■ **Task description**: Below are records; please write out exactly the lines from the first line through the line containing "for every instance of the stroller wheel, set", with no pictures.
§
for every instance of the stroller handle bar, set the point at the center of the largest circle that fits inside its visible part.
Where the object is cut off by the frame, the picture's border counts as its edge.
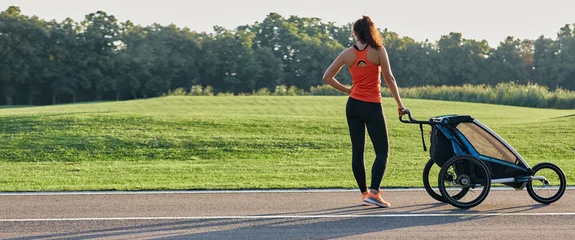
(413, 121)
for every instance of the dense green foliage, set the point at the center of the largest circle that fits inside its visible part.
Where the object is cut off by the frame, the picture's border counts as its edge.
(99, 58)
(205, 142)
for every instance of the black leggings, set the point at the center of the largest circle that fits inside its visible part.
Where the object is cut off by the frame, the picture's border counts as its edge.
(360, 115)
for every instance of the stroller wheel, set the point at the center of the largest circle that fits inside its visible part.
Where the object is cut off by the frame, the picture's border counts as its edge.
(464, 181)
(430, 171)
(547, 184)
(435, 194)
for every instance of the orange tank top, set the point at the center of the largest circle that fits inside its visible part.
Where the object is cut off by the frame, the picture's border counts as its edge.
(365, 77)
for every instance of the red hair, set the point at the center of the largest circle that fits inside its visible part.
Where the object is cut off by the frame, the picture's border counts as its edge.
(366, 32)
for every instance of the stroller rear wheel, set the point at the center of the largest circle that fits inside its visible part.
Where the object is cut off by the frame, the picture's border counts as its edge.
(432, 189)
(467, 175)
(548, 183)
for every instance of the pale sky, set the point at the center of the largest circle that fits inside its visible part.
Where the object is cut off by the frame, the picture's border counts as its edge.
(492, 20)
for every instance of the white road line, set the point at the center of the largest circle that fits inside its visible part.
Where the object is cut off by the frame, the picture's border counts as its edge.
(226, 191)
(292, 217)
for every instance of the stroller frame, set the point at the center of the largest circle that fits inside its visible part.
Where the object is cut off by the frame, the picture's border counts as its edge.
(514, 171)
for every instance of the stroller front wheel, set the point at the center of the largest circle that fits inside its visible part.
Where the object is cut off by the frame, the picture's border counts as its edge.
(548, 183)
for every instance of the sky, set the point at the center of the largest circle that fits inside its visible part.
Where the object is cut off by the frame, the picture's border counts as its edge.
(492, 20)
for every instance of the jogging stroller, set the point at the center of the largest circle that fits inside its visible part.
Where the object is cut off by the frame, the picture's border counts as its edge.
(472, 157)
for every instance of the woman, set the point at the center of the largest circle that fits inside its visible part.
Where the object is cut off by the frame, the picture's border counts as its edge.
(366, 60)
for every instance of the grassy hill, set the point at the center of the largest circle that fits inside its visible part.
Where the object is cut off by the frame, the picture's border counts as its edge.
(239, 142)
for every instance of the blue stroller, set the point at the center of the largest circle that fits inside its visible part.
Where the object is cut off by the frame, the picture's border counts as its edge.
(472, 157)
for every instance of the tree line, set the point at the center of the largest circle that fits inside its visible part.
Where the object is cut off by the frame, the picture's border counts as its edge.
(100, 58)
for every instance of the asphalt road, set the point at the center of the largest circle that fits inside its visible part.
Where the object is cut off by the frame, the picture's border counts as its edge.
(330, 214)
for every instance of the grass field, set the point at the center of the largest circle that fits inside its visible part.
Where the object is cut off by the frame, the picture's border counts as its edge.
(239, 143)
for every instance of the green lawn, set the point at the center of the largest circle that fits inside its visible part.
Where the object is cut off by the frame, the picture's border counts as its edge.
(239, 143)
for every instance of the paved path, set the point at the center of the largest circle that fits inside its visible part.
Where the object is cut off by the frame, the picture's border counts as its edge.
(279, 215)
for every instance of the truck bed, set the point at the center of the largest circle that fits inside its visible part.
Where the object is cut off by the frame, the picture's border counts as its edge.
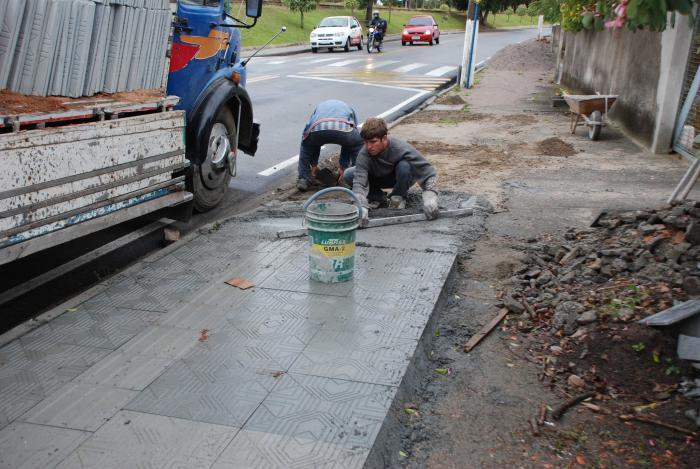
(77, 170)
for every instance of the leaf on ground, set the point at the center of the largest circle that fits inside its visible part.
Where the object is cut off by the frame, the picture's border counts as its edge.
(241, 283)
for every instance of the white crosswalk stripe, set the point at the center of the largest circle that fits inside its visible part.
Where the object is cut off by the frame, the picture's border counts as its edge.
(318, 61)
(409, 67)
(440, 71)
(345, 62)
(261, 78)
(373, 65)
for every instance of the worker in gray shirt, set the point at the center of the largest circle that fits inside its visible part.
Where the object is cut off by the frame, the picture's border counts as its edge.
(333, 121)
(390, 163)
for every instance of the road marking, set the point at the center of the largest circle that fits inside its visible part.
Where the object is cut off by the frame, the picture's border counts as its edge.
(440, 71)
(279, 166)
(294, 159)
(373, 65)
(409, 67)
(345, 62)
(261, 78)
(377, 77)
(354, 82)
(318, 61)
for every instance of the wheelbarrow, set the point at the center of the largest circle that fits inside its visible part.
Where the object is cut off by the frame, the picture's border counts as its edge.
(590, 110)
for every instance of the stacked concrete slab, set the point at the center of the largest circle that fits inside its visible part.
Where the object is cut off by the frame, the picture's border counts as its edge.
(82, 47)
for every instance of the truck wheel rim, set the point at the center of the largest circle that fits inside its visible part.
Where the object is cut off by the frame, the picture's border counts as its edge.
(214, 167)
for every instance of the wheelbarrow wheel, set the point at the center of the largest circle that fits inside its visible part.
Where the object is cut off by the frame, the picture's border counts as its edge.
(594, 129)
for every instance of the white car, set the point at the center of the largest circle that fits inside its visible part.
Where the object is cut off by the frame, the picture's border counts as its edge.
(337, 31)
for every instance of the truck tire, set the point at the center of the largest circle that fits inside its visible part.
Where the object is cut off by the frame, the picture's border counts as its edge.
(208, 183)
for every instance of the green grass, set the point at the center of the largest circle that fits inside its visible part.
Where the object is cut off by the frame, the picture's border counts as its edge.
(274, 17)
(502, 21)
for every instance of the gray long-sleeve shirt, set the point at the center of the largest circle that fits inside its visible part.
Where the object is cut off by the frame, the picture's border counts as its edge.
(383, 165)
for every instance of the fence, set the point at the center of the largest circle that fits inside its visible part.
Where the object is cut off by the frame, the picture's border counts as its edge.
(82, 47)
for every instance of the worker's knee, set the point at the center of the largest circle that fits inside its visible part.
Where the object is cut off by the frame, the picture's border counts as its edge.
(403, 169)
(348, 176)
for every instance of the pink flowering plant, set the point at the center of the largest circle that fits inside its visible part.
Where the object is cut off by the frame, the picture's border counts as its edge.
(629, 14)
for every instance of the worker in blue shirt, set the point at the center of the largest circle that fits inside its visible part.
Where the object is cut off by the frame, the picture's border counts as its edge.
(335, 122)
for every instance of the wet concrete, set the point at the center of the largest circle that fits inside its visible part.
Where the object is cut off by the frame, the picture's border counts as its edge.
(166, 363)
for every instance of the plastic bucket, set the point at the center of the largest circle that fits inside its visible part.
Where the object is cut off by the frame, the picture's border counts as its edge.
(331, 227)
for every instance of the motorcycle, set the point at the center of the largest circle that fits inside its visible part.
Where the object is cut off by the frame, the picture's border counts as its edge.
(374, 41)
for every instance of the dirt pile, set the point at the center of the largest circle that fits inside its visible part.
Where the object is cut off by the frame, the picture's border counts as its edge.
(576, 303)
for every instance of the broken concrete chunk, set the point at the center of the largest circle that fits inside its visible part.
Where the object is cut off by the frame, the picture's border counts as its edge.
(566, 315)
(691, 285)
(587, 317)
(692, 233)
(513, 305)
(576, 381)
(570, 256)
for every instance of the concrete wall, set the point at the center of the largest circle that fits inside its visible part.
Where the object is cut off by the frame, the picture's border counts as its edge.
(617, 62)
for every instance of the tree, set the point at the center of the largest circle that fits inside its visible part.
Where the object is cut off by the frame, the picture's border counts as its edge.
(352, 4)
(533, 9)
(302, 6)
(508, 12)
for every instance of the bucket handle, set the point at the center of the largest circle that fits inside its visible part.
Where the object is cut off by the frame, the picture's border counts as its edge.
(332, 189)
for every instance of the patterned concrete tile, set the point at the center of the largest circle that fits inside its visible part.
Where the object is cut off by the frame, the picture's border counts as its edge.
(133, 439)
(235, 349)
(79, 406)
(13, 404)
(36, 368)
(105, 329)
(152, 292)
(345, 413)
(256, 450)
(125, 370)
(293, 275)
(162, 341)
(208, 391)
(378, 367)
(29, 446)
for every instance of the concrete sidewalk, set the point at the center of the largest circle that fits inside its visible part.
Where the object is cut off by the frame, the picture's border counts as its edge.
(165, 365)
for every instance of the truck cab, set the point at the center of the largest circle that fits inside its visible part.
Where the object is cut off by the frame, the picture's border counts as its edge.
(207, 75)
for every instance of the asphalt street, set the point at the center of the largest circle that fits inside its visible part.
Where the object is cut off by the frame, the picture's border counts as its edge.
(285, 90)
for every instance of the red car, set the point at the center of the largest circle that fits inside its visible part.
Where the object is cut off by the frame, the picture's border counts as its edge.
(421, 28)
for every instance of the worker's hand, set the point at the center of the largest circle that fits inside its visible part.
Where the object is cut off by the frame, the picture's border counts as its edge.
(364, 203)
(430, 205)
(364, 217)
(341, 171)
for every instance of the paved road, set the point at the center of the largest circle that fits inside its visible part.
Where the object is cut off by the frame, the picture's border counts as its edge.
(286, 89)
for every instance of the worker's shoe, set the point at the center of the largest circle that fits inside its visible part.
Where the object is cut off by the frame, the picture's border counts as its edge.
(397, 202)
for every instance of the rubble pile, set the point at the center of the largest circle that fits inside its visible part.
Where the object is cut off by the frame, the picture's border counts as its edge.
(628, 266)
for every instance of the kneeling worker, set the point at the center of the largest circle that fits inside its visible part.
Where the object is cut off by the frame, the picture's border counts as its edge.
(332, 121)
(390, 163)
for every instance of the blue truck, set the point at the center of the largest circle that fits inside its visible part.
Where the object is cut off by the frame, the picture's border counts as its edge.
(99, 161)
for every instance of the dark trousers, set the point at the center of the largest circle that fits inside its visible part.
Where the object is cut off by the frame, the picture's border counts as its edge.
(399, 181)
(350, 143)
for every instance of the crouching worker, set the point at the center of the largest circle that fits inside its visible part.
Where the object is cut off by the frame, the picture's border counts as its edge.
(390, 163)
(332, 121)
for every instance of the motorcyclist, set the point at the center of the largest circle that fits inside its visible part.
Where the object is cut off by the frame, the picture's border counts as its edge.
(379, 24)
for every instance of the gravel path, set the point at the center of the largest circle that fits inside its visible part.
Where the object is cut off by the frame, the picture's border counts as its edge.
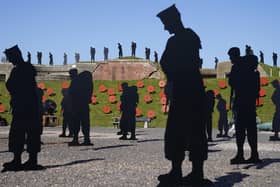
(112, 162)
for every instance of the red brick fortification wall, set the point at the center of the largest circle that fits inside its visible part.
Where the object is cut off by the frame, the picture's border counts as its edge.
(125, 70)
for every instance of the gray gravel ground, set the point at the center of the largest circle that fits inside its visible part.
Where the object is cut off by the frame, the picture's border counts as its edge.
(112, 162)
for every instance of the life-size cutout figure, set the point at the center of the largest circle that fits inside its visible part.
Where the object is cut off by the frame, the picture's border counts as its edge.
(26, 126)
(245, 82)
(180, 62)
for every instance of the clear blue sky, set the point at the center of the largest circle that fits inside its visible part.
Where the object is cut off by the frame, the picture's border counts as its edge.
(70, 26)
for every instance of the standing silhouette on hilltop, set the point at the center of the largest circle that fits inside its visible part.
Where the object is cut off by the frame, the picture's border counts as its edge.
(185, 129)
(245, 82)
(26, 126)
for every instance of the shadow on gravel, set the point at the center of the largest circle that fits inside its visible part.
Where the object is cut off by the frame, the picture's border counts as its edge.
(107, 147)
(150, 140)
(265, 162)
(230, 179)
(73, 163)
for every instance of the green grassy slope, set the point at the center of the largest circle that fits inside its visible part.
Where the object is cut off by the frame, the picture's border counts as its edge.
(98, 118)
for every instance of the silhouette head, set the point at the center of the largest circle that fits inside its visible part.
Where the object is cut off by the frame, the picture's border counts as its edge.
(14, 55)
(275, 83)
(171, 18)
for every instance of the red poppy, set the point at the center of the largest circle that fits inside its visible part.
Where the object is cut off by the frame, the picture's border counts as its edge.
(148, 98)
(65, 85)
(161, 83)
(119, 87)
(118, 106)
(165, 108)
(264, 81)
(111, 91)
(44, 98)
(94, 100)
(222, 84)
(102, 88)
(216, 92)
(2, 108)
(163, 100)
(151, 114)
(41, 85)
(151, 89)
(262, 92)
(140, 84)
(138, 112)
(106, 109)
(162, 94)
(112, 99)
(50, 91)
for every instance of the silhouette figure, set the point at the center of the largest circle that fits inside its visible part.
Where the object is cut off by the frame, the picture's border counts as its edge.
(92, 54)
(216, 62)
(64, 59)
(274, 58)
(276, 118)
(39, 57)
(120, 50)
(147, 53)
(28, 57)
(261, 57)
(185, 129)
(80, 91)
(156, 56)
(66, 109)
(223, 121)
(106, 52)
(245, 82)
(133, 49)
(26, 126)
(210, 103)
(77, 57)
(51, 59)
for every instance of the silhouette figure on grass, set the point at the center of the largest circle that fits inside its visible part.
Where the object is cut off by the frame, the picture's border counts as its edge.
(276, 118)
(80, 92)
(185, 129)
(223, 121)
(66, 108)
(210, 103)
(26, 126)
(129, 101)
(245, 82)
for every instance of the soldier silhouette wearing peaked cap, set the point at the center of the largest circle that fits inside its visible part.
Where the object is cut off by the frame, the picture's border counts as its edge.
(26, 125)
(185, 129)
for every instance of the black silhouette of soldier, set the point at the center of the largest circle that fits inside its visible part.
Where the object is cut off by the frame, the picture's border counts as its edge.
(51, 59)
(120, 50)
(133, 49)
(77, 57)
(276, 118)
(129, 101)
(80, 91)
(39, 57)
(28, 57)
(216, 62)
(261, 57)
(147, 53)
(223, 121)
(245, 82)
(64, 59)
(210, 103)
(185, 128)
(26, 126)
(156, 56)
(274, 58)
(92, 54)
(106, 53)
(66, 109)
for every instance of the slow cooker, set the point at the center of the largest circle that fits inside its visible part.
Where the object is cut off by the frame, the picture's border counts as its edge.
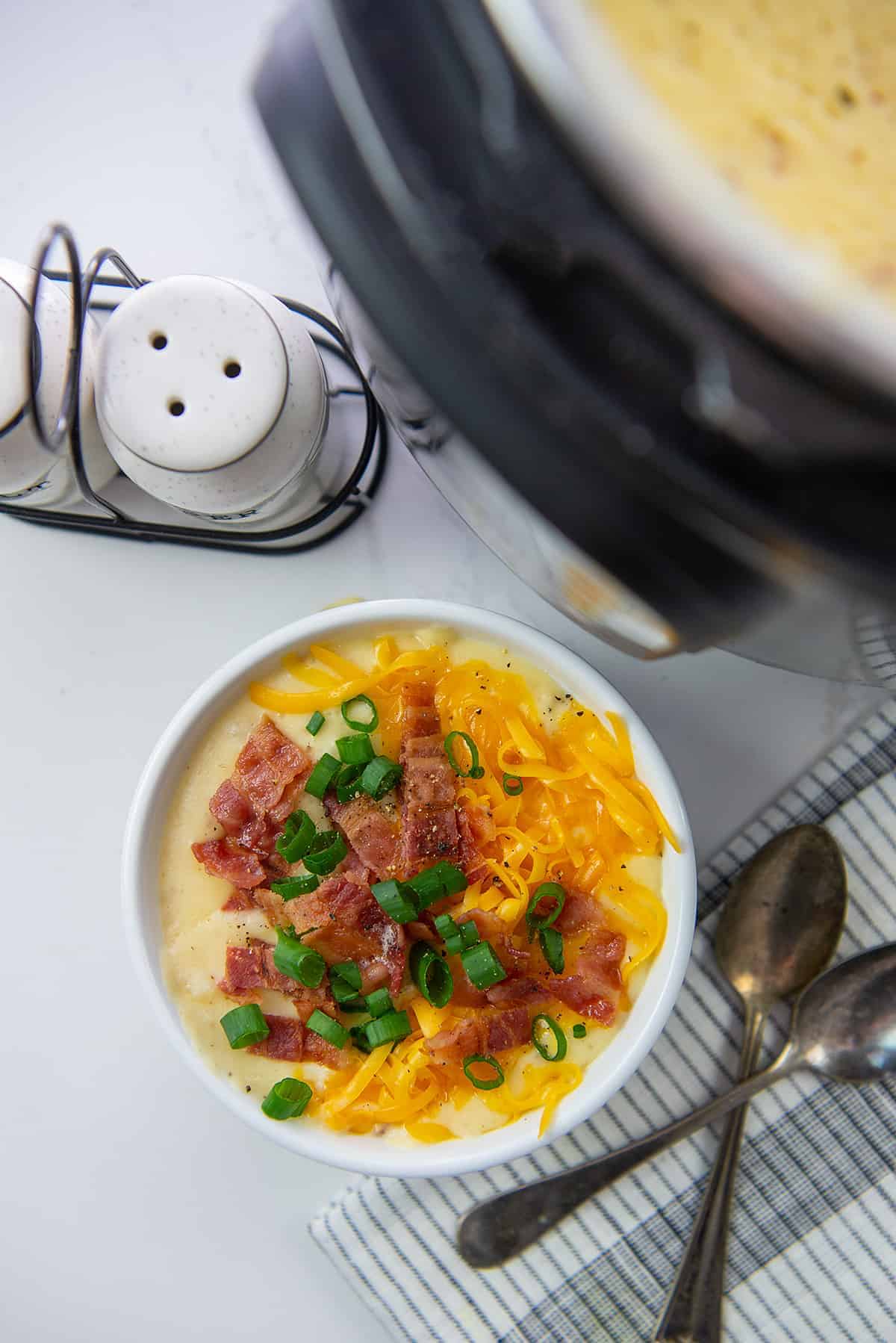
(662, 414)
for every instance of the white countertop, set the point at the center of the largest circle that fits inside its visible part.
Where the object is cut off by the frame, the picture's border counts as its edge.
§
■ **Written response**:
for every instance of the stroller handle bar, set the point at the center of the largest circle that fits inside its visible part.
Where the object is cut off by the frame, the picture's border counts as its edge.
(413, 121)
for every instance of the dense green foliage, set the point at the center of the largest circle that fits inside its visible part.
Where the object is cut off by the frame, the picture's border counts as its edge.
(99, 58)
(205, 142)
for every instance of the black leggings, set the point at the center of the largest circle that fits inside its visible part.
Where the object is cut off by the frame, the picture's border counts as its edge.
(360, 115)
for every instance of the stroller wheel, set the point at the center of the largest circle that fits inside its visible part.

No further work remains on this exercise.